Vets with specialisms are now starting to find that, with it being easy to disseminate photos and documents (evidence) to comment upon, a substantial amount of work can be done from home using a computer. Reports written by forensic vets are usually charged at rates that begin at £120 an hour, and can be quite a useful form of income derived from home working.

Veterinary forensics provides an opportunity to be able to comment upon an area of experience, competence and knowledge, and to use that to assist in the resolution of legal disputes. A vet based in rural Shropshire with a recognised qualification in skin disorders, for example, may be asked by the RSPCA in, say, Kent, to provide an opinion on a case that involves an allegation of cruelty (using photographs of skin and lab reports, plus a report written by the seizing officer). Using the information provided, the vet produces his or her own report, which is e-mailed back.

Another vet based in Scotland may be asked to provide an opinion on an orthopaedic procedure in a dog that was operated upon in Ireland. After examining photographs and reports from other experts, the reporting vet may find that the operation was carried out well and there is no criticism to be accepted.

> **DATA TO EXAMINE**
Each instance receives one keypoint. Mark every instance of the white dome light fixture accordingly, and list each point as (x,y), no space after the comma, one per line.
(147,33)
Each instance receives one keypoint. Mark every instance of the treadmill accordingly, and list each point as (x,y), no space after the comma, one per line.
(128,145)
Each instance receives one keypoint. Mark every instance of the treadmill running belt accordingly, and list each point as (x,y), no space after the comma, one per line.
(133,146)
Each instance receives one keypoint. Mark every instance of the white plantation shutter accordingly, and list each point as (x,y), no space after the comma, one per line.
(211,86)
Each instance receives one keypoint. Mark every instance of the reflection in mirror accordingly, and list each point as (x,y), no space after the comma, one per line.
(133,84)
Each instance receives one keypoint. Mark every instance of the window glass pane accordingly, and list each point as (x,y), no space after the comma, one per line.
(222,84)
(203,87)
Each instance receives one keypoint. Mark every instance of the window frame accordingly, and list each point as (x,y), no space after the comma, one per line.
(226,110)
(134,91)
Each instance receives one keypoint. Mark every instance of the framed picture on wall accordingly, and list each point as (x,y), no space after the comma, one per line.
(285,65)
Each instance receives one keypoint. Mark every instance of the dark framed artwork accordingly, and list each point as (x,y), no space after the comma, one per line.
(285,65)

> **WHAT YOU NEED TO DO**
Decide whether each statement below agrees with the passage on veterinary forensics. Answer yes or no for each, quoting the words of the passage that decide it.
(a) Reports by forensic vets are usually charged at rates starting at £120 an hour.
(b) In the Shropshire example, the vet travels to Kent to examine the animal in person.
(c) In the second example, the dog had its orthopaedic procedure in Scotland.

> **ANSWER BOX**
(a) Yes: "Reports written by forensic vets are usually charged at rates that begin at £120 an hour"
(b) No: "Using the information provided, the vet produces his or her own report, which is e-mailed back."
(c) No: "an orthopaedic procedure in a dog that was operated upon in Ireland"